- SELECTED PASSAGE -
■ ■ ■ ■ ■
Photo of Gerald Daye

2023 Dean's Merit Award, Master's, special education

University of Illinois Chicago 2023 graduate Gerald N. Daye Jr. credits an opportunity his mentor told him about as the impetus for changing his career and life path. After getting his bachelor's degree in electronic media production, Gerald worked at the YMCA for almost 10 years in various roles working with community youth in Evanston, where he grew up.

"One of my mentors had invited me to work at Evanston Township High School and work in the special education department, which was a totally different path than what I had been doing previously," he said.

While in that role, Daye received an email from the Project Lead program in the College of Education, asking him if he wanted to earn a master's degree to become a teacher. The program offered a scholarship, which he said made the decision to return to college easy for him – since he was working with special education youth, it made sense for him to go the full distance and pursue becoming a teacher.

"That's when it became meaningful for me," Daye said, "bridging that gap between my passion for working with youth and where I was going next."

Daye said UIC showed him that all schools are not the same, and he credits the supportive faculty as one of the reasons he earned his master's degree.  Clinical Professor Michelle Parker-Katz connected with Daye and was supportive when he did not know if he should stay in school. Parker-Katz's support continued by helping him prepare for student teaching and to access financial resources.
■ ■ ■ ■ ■
- INFORMATION SUPPLIED -
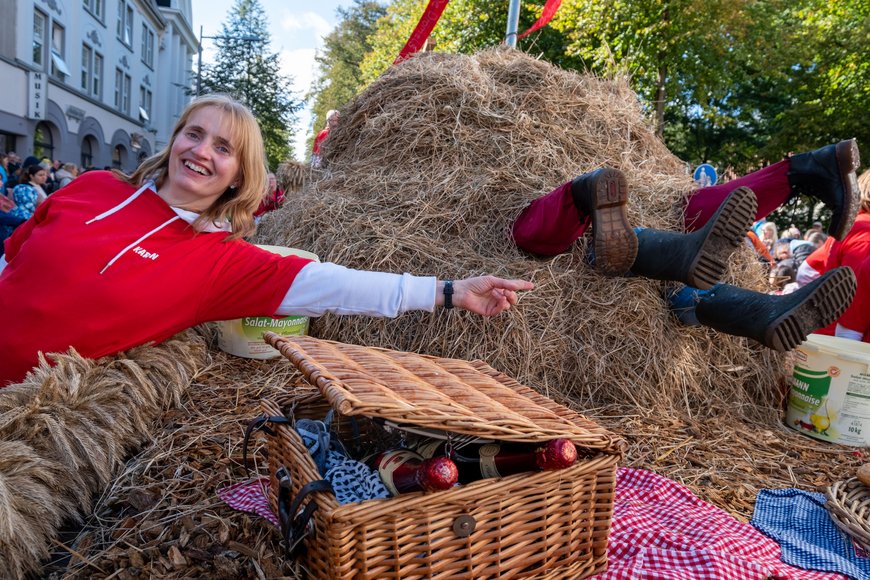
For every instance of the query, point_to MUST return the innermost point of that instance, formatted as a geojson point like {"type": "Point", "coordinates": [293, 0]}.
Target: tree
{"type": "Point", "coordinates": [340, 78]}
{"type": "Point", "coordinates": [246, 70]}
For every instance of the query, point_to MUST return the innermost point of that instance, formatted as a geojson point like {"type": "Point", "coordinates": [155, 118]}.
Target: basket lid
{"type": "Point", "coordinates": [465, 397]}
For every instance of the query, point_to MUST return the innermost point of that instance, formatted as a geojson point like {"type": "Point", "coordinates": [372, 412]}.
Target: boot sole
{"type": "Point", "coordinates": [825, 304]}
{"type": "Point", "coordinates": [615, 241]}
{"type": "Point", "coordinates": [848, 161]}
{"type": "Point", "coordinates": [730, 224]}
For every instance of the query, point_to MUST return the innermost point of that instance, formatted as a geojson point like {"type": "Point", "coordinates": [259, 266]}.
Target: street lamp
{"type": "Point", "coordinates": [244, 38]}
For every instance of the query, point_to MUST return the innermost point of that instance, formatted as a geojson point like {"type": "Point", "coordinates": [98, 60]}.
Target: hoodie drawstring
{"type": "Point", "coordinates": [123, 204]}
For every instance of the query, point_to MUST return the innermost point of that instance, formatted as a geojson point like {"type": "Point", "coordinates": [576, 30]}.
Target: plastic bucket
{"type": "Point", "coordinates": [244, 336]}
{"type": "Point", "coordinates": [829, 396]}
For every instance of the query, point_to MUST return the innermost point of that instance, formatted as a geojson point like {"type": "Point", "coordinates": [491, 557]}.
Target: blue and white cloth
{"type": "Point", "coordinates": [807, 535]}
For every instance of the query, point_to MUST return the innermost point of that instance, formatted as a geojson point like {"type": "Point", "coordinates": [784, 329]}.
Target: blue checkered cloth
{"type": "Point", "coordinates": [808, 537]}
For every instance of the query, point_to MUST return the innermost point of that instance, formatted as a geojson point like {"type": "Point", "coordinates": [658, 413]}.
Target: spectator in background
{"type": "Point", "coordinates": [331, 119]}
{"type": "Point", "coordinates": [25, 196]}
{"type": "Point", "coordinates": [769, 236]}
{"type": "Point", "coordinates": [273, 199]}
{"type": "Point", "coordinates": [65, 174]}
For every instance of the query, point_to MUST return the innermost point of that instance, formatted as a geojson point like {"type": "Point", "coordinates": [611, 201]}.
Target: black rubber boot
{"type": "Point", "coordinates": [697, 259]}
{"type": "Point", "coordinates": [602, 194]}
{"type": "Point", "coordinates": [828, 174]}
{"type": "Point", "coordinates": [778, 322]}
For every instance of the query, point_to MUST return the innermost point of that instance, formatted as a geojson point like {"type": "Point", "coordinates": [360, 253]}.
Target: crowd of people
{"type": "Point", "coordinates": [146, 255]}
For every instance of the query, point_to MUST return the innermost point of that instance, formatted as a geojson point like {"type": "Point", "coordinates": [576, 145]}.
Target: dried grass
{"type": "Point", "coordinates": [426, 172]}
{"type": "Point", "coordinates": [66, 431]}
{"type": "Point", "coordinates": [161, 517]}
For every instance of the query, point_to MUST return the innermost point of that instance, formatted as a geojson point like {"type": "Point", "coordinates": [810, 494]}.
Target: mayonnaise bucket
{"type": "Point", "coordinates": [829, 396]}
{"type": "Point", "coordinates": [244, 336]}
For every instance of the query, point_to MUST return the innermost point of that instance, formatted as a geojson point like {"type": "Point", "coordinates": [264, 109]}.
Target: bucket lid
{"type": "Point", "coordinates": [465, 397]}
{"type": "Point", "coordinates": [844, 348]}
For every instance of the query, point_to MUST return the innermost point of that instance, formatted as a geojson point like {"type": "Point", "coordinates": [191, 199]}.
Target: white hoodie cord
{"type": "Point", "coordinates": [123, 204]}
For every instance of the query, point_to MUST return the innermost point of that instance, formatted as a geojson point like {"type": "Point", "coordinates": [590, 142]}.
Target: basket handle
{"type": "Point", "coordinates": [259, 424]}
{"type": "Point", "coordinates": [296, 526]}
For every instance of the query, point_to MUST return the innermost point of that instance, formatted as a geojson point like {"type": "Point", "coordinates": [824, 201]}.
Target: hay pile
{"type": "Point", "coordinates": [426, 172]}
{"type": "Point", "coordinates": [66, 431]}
■ ■ ■ ■ ■
- EXERCISE TASKS -
A) Copy out the stretch of the Gerald Daye profile from "University of Illinois" through "he grew up.".
B) List every institution or program that the Gerald Daye profile names with a proper name.
C) Resume the profile of Gerald Daye after its last sentence.
The data are not needed here.

- YOUR WRITTEN ANSWERS -
A)
University of Illinois Chicago 2023 graduate Gerald N. Daye Jr. credits an opportunity his mentor told him about as the impetus for changing his career and life path. After getting his bachelor's degree in electronic media production, Gerald worked at the YMCA for almost 10 years in various roles working with community youth in Evanston, where he grew up.

B)
University of Illinois Chicago (UIC)
YMCA
Evanston Township High School
Project Lead program
College of Education

C)
Daye said it is important for students to have teachers with whom they identify. “Students don’t often have teachers that look like them,” Daye said. “And that’s why it’s so important for me to become a teacher” for youth and communities that are underserved.

One of the big lessons he has learned at UIC is to give students grace in the learning process. "Give every student the opportunity to succeed. Give students opportunities we don't see for them because sometimes students see more for themselves than we see."

For anyone thinking of pursuing a degree, he has some advice. "Trust yourself and stay the course, even through obstacles and challenges," said Daye. "When you walk the route of your heart and passions, you will never get lost."